* [TEXT EXTRACT]
[START]
The ostensibly-for-kids cartoons are where to find much of the best material though. Avatar: The Last Airbender had a canon trans character ten years ago _and_ despite misgendering her, Uncle Iroh understands once Smellerbee corrects him:

Aremo Shitai Koremo Shitai Onna no Ko ni Mietatte


----------



## BAYLOR (Oct 8, 2017)

28 seasons for Simpsons.


----------



## psychotick (Oct 9, 2017)

Hi,

I don't mind the Simpsons, but I much preferred it's little bro Futurama. Family Guy and American Dad I don't find funny at all. But South Park is a gem. Sometimes it falls flat, but other times it's absolutely brilliant. I actually just watched an epp two nights ago where the school board wanted Cartman to not make fun of another kid in the school for ****ting his pants since previously it had resulted in a suicide - and he actually convinced them that the only solution was to make every kid in school do the same - so they gave them a pizza Friday with laxatives in the pizza's! I nearly wet myself laughing!!! It's got satire in it but mainly the show is complete madness and brilliant because of it.

Cheers, Greg.


----------



## Cathbad (Oct 9, 2017)

I grew bored with the Simpsons over time.  I love American Dad!!


----------



## BAYLOR (Oct 9, 2017)

psychotick said:


> Hi,
> 
> I don't mind the Simpsons, but I much preferred it's little bro Futurama. Family Guy and American Dad I don't find funny at all. But South Park is a gem. Sometimes it falls flat, but other times it's absolutely brilliant. I actually just watched an epp two nights ago where the school board wanted Cartman to not make fun of another kid in the school for ****ting his pants since previously it had resulted in a suicide - and he actually convinced them that the only solution was to make every kid in school do the same - so they gave them a pizza Friday with laxatives in the pizza's! I nearly wet myself laughing!!! It's got satire in it but mainly the show is complete madness and brilliant because of it.
> 
> Cheers, Greg.



I love to hate Eric Cartman and I like seeing him fall flat on his face.
[END]
* [COMPLETE THE FOLLOWING]
1. Answer these questions from the forum thread, one per line:
(a) Which character corrects Uncle Iroh after he misgenders her?
(b) How many seasons does BAYLOR give for the Simpsons?
(c) Which show does Cathbad say they love?
2. Please rewrite the stretch of the records from the line that contains "Note: locate the dark" through the line that contains "pixel 718 308", with "One per instance" replaced by "One point per instance" and everything else unchanged. Return only those lines.

* [DATASET ENTRIES]
[START]
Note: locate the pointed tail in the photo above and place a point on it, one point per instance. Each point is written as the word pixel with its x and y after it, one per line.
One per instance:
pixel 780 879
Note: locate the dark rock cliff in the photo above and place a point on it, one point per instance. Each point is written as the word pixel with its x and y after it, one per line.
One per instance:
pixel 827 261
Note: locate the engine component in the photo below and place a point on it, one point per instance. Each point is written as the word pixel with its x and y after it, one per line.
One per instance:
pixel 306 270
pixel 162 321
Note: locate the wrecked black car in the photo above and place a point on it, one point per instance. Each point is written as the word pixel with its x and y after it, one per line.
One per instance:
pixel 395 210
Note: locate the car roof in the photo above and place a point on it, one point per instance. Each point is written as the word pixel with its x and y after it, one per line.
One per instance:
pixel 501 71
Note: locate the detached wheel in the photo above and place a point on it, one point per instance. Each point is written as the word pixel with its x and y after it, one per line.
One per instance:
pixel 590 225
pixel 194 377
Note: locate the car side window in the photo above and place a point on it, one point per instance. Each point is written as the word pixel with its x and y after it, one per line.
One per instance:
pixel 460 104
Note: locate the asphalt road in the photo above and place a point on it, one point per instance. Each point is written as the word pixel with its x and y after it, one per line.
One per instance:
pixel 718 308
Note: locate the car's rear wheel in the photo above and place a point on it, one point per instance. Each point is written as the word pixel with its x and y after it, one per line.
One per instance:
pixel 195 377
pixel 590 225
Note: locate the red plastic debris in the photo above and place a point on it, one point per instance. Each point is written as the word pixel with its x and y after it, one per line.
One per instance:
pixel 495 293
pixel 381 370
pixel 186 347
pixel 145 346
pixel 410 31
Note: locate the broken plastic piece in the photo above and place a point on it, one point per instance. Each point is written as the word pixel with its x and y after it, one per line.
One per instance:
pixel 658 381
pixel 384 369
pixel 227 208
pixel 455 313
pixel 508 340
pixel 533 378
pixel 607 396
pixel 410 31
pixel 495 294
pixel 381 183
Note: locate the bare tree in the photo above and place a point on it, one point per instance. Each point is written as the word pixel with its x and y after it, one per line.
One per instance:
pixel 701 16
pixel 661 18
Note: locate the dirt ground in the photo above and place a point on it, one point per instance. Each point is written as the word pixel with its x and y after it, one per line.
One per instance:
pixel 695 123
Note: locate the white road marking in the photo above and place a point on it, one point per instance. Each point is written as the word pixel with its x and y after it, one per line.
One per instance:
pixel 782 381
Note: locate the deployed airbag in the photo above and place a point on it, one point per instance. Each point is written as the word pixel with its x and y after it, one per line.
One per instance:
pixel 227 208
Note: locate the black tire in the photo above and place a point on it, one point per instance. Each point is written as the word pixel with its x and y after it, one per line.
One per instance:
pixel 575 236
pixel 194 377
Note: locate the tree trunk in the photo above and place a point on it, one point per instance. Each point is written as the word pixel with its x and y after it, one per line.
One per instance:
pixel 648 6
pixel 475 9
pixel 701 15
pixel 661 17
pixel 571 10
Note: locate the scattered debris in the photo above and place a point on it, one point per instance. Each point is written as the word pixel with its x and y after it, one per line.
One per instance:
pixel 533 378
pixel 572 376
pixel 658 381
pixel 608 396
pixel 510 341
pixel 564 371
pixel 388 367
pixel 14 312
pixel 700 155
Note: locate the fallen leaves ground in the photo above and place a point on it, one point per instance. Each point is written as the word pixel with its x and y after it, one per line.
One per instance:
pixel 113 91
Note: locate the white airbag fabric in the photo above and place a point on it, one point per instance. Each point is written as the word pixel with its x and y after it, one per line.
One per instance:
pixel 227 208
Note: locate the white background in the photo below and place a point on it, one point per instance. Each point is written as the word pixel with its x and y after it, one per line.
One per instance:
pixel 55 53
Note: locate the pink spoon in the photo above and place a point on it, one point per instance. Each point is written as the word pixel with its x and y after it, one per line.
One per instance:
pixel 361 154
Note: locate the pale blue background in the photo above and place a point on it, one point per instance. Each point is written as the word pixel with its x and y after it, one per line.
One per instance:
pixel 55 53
[END]
* [TASK ANSWERS]
1.
(a) Smellerbee
(b) 28
(c) American Dad

2.
Note: locate the dark rock cliff in the photo above and place a point on it, one point per instance. Each point is written as the word pixel with its x and y after it, one per line.
One point per instance:
pixel 827 261
Note: locate the engine component in the photo below and place a point on it, one point per instance. Each point is written as the word pixel with its x and y after it, one per line.
One point per instance:
pixel 306 270
pixel 162 321
Note: locate the wrecked black car in the photo above and place a point on it, one point per instance. Each point is written as the word pixel with its x and y after it, one per line.
One point per instance:
pixel 395 210
Note: locate the car roof in the photo above and place a point on it, one point per instance. Each point is written as the word pixel with its x and y after it, one per line.
One point per instance:
pixel 501 71
Note: locate the detached wheel in the photo above and place a point on it, one point per instance. Each point is written as the word pixel with its x and y after it, one per line.
One point per instance:
pixel 590 225
pixel 194 377
Note: locate the car side window in the photo above and place a point on it, one point per instance. Each point is written as the word pixel with its x and y after it, one per line.
One point per instance:
pixel 460 104
Note: locate the asphalt road in the photo above and place a point on it, one point per instance. Each point is written as the word pixel with its x and y after it, one per line.
One point per instance:
pixel 718 308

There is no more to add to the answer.